_Short task_
Report how many lines in the entries below contain the string "distant", treating uppercase and lowercase as different. Give only the number.

====== Input ======

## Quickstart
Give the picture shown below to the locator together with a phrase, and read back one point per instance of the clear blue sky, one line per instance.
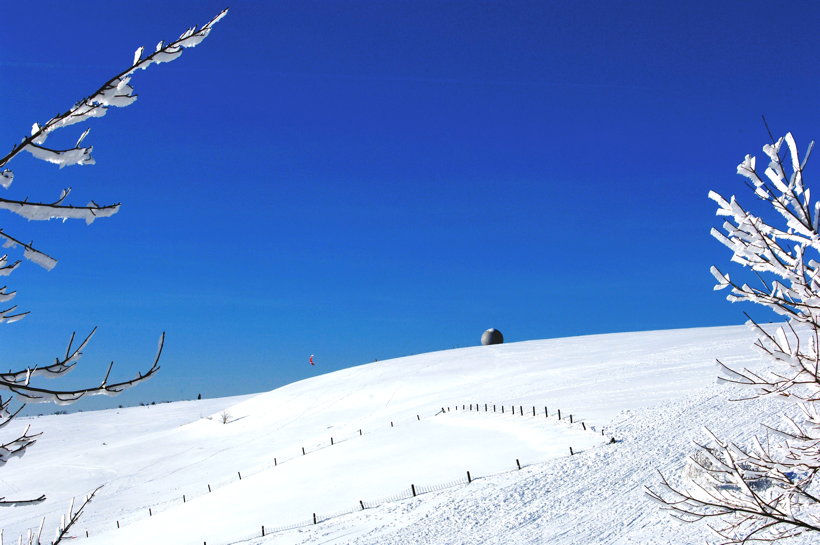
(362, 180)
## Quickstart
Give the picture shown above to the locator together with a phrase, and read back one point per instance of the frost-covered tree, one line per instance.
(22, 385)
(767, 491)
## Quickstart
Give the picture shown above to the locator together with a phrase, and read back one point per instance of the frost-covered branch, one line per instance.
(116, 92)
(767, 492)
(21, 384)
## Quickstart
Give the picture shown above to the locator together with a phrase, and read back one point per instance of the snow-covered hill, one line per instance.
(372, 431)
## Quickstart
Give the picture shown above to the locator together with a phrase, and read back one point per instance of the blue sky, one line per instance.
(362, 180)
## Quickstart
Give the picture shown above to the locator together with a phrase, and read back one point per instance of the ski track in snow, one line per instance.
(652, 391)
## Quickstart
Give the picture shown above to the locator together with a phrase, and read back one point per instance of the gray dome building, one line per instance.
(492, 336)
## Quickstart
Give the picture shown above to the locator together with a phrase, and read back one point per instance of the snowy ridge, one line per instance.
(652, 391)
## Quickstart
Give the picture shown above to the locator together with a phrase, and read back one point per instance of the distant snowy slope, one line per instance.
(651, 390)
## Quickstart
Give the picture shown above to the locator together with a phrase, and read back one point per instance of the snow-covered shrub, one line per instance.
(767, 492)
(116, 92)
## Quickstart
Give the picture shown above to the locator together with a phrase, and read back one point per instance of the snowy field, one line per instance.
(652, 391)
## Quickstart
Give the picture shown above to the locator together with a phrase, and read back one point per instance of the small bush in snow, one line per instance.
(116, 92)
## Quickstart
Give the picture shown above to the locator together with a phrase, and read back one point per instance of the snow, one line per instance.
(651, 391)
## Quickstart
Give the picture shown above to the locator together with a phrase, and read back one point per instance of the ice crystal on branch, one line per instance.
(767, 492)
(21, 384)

======
====== Input ======

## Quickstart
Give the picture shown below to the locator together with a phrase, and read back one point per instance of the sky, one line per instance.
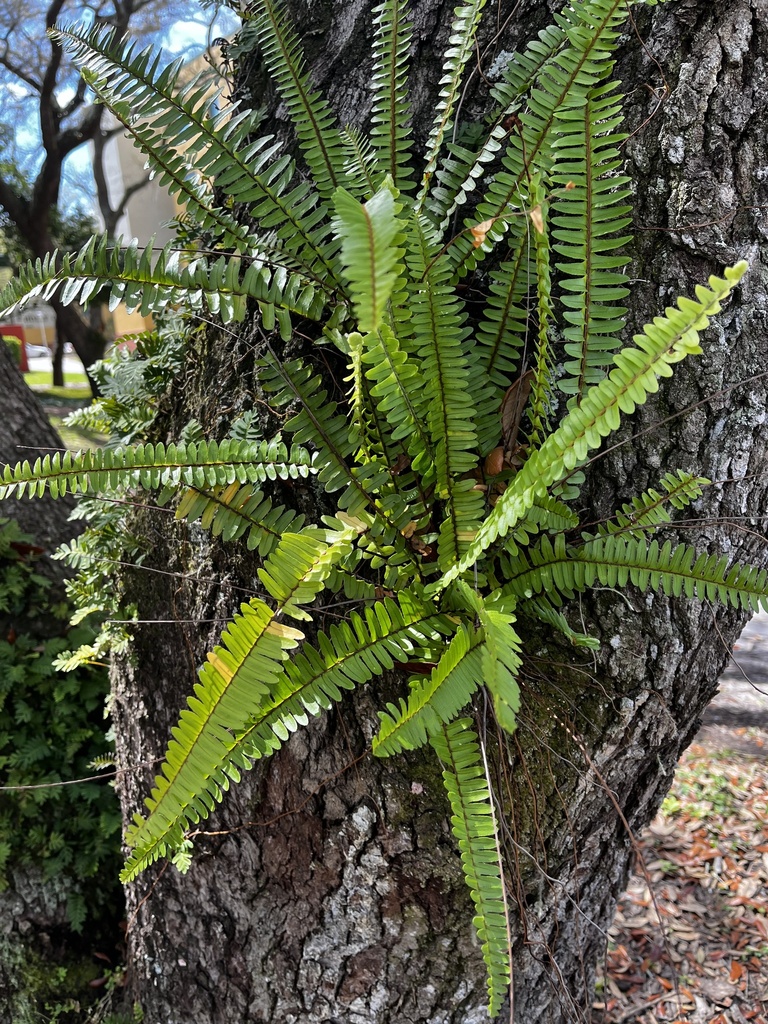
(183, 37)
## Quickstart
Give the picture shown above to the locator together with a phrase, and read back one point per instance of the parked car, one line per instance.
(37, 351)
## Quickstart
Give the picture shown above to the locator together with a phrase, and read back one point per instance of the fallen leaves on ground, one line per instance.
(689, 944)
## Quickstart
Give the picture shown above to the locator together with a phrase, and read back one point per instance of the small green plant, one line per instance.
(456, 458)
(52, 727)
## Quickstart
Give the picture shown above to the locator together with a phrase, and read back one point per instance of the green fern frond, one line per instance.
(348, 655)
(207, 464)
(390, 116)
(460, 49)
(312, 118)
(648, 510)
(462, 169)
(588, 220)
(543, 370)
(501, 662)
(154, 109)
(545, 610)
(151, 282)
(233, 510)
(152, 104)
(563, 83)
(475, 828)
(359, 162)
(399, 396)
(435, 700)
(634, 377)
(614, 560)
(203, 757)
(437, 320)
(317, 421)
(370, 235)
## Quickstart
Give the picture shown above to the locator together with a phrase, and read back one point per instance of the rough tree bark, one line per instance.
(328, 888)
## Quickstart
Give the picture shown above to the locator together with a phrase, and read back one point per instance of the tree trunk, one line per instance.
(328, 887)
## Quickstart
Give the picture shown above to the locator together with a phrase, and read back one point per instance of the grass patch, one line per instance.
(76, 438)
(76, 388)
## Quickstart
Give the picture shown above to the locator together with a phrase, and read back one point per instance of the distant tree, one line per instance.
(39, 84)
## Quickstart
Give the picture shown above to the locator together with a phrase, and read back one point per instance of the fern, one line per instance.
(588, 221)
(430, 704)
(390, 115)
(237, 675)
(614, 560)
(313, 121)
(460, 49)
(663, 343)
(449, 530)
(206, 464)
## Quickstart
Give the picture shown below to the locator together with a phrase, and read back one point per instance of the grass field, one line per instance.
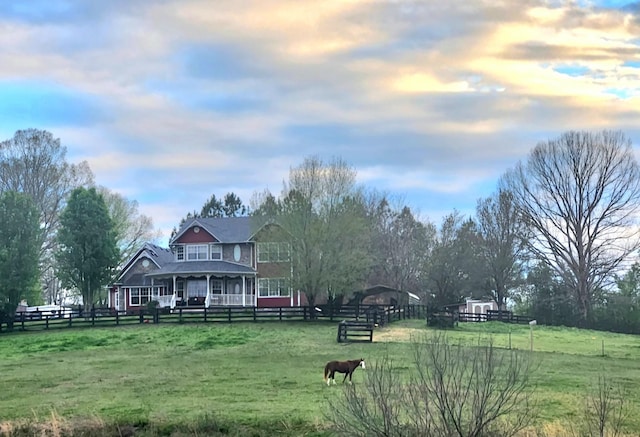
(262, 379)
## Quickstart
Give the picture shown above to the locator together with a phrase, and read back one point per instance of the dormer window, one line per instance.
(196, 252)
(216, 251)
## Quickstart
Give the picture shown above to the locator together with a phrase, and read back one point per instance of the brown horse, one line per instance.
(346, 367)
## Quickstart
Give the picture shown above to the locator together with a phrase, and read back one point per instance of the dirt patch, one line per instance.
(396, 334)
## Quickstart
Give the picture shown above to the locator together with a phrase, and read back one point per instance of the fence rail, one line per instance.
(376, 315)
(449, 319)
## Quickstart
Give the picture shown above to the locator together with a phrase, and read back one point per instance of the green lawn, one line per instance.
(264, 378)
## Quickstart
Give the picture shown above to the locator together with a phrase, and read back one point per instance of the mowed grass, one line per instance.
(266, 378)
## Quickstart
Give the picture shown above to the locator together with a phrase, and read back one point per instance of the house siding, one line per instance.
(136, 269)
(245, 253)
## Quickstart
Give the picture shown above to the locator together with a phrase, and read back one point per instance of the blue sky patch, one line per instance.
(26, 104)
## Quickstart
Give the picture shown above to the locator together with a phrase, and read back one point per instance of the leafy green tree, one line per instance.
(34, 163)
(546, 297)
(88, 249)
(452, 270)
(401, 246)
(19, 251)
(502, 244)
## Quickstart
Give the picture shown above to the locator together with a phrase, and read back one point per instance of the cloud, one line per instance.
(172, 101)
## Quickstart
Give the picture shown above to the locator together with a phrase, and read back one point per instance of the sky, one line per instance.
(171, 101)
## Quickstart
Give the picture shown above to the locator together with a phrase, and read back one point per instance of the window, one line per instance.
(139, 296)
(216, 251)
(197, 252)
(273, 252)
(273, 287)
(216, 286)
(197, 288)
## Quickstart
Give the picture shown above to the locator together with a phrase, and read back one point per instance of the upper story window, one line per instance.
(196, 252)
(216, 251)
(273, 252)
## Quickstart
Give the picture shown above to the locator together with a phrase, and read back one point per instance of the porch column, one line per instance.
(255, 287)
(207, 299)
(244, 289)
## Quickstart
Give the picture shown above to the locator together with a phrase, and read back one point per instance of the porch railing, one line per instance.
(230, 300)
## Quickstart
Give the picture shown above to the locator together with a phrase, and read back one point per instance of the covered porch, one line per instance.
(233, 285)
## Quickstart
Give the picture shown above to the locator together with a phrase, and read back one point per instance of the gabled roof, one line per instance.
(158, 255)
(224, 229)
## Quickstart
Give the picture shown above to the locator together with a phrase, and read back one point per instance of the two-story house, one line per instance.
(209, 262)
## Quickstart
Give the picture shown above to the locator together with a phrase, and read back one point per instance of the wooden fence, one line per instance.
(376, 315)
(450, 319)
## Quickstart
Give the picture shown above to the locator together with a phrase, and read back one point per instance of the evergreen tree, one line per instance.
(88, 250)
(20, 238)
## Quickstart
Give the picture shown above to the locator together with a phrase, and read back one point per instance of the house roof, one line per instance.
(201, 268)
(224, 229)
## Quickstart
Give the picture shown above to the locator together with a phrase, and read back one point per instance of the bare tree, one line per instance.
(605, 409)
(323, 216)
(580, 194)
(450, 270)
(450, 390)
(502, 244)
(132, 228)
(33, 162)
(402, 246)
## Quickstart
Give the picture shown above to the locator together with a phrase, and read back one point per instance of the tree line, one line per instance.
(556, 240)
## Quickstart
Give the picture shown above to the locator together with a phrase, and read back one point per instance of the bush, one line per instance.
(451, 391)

======
====== Input ======

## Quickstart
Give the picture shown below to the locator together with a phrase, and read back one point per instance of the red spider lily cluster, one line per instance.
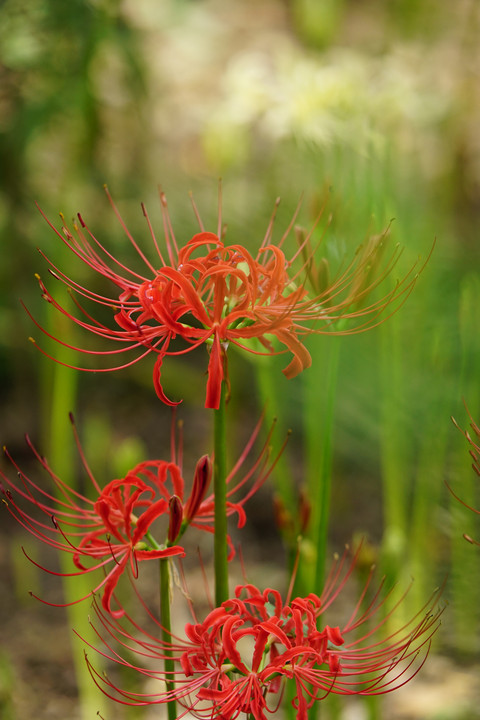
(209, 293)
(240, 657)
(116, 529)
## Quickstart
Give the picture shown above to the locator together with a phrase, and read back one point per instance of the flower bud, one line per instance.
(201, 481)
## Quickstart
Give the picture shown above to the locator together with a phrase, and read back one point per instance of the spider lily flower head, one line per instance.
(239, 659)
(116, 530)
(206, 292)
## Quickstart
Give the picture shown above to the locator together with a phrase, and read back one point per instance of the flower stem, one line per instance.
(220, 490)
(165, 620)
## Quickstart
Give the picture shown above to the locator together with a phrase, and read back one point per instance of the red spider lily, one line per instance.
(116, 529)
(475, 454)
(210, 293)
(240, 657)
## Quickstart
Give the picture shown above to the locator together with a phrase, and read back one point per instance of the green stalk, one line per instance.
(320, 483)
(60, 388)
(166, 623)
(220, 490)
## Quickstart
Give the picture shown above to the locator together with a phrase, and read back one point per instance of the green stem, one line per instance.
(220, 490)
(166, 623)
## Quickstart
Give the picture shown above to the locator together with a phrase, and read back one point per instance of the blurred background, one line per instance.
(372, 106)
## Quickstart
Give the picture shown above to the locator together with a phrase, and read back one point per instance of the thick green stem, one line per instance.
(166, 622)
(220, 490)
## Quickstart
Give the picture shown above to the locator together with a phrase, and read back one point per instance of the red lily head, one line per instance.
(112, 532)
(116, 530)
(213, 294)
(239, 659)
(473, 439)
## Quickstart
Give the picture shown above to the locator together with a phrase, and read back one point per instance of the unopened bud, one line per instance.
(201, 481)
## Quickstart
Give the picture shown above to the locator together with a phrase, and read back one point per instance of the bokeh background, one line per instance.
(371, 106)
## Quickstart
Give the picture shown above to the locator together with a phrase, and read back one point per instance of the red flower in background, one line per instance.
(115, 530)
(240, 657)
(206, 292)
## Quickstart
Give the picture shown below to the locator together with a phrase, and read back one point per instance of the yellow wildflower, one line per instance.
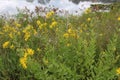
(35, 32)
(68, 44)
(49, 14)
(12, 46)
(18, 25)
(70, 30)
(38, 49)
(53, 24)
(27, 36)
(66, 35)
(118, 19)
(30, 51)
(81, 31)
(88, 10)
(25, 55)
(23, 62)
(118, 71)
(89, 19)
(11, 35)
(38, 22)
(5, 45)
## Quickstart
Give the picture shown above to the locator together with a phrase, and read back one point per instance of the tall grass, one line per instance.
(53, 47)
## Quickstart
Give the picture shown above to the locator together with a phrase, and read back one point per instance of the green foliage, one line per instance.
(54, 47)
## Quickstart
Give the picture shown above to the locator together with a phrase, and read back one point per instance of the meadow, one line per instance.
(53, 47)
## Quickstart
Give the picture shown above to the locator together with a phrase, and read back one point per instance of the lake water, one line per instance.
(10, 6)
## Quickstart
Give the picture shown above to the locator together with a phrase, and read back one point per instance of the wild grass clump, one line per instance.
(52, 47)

======

_Finished answer_
2